▶ **Passage given**:

Destructive was added after the fact for completeness. What do you think?

------
chenglou
What a pleasant surprise =).

What Pete said
([https://news.ycombinator.com/item?id=8670147](https://news.ycombinator.com/item?id=8670147))
is true. I'll just address the issue of interruption here that people asked me
about more than once: one of th major goals of this library is to enable
interruptible and additive animation (a-la ios). There's currently no easy way
to do this with CSS(1). Whether this by default uses a physics engine or not
is not important; it sure can, but I decided to keep it simple. And no, in all
likelihood this tiny lib doesn't beat the performance of other animation-
specific libraries or the GPU accelerated CSS animations, but I was aiming for
a good API first and foremost. I'll optimize accordingly.

(Also, check out my post here on the other problem with animation in gneneral:
[https://news.ycombinator.com/item?id=8561824](https://news.ycombinator.com/item?id=8561824))

▶ **Material**:
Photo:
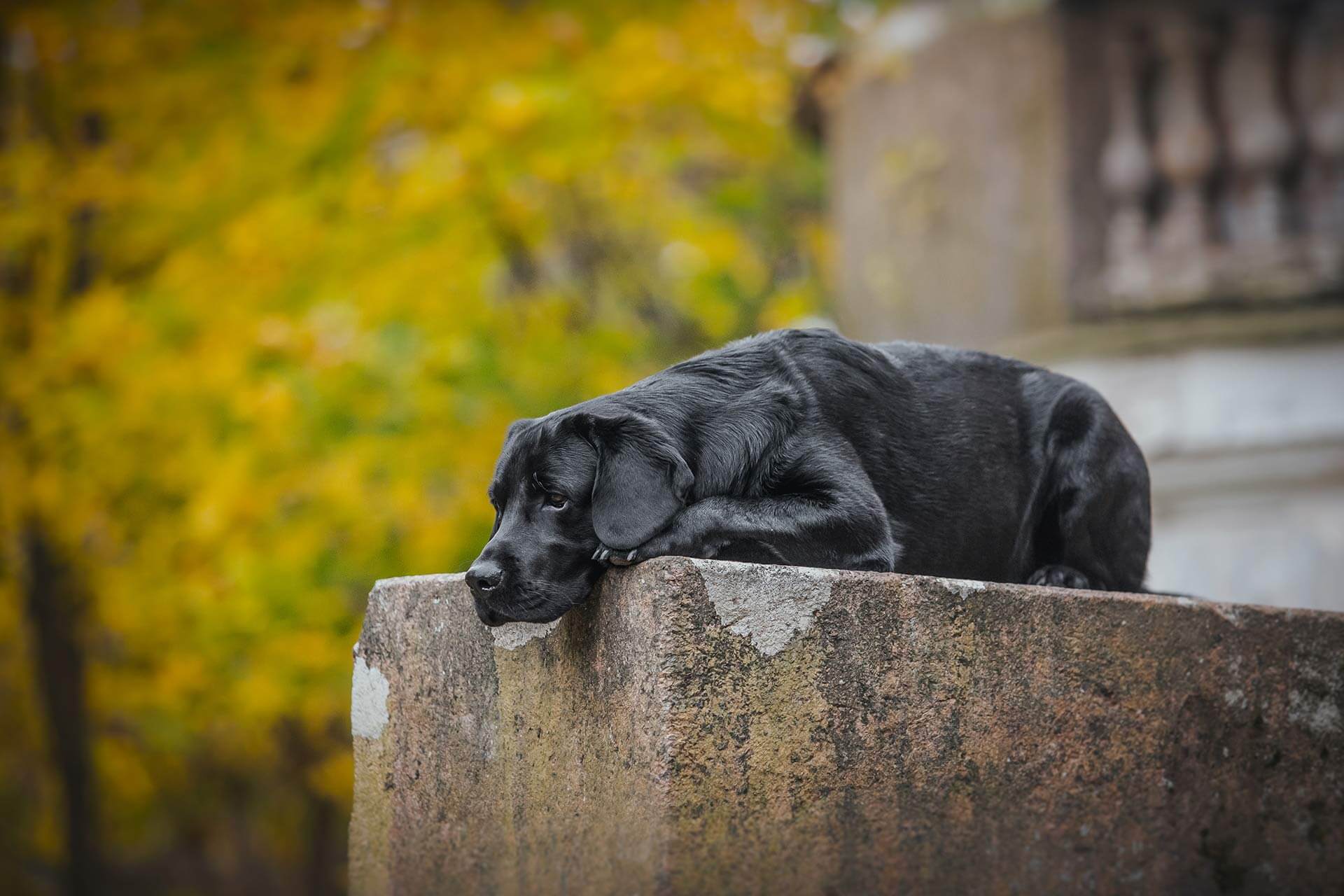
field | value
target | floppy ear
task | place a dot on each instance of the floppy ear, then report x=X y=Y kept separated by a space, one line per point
x=641 y=479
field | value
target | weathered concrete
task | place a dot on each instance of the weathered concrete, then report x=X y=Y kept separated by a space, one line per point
x=710 y=727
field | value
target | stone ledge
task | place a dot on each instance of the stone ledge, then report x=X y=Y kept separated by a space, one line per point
x=714 y=727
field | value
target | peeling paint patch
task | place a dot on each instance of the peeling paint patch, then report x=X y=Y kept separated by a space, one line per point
x=515 y=634
x=1319 y=715
x=368 y=701
x=768 y=605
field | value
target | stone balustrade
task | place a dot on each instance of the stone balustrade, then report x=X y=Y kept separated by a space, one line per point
x=1224 y=162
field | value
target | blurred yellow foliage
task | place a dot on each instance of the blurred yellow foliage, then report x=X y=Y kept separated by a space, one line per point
x=273 y=280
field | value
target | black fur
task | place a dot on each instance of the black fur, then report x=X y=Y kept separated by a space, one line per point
x=808 y=449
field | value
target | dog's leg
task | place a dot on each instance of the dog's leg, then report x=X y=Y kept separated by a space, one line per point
x=1094 y=530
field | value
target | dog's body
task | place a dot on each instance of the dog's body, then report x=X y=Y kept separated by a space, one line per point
x=808 y=449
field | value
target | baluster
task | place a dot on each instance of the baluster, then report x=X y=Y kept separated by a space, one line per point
x=1319 y=86
x=1126 y=171
x=1186 y=155
x=1260 y=139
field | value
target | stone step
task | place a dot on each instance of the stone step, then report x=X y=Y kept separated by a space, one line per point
x=704 y=727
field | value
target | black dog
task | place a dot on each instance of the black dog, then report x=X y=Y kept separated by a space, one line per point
x=808 y=449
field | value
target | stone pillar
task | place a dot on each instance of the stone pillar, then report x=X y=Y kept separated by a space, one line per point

▶ **The request**:
Can you rewrite the animation library comment from the words containing "is true. I'll" through "I'll optimize accordingly.", renaming "API" to "interface"? The material above has no connection to the animation library comment.

▶ **Result of this exercise**:
is true. I'll just address the issue of interruption here that people asked me
about more than once: one of th major goals of this library is to enable
interruptible and additive animation (a-la ios). There's currently no easy way
to do this with CSS(1). Whether this by default uses a physics engine or not
is not important; it sure can, but I decided to keep it simple. And no, in all
likelihood this tiny lib doesn't beat the performance of other animation-
specific libraries or the GPU accelerated CSS animations, but I was aiming for
a good interface first and foremost. I'll optimize accordingly.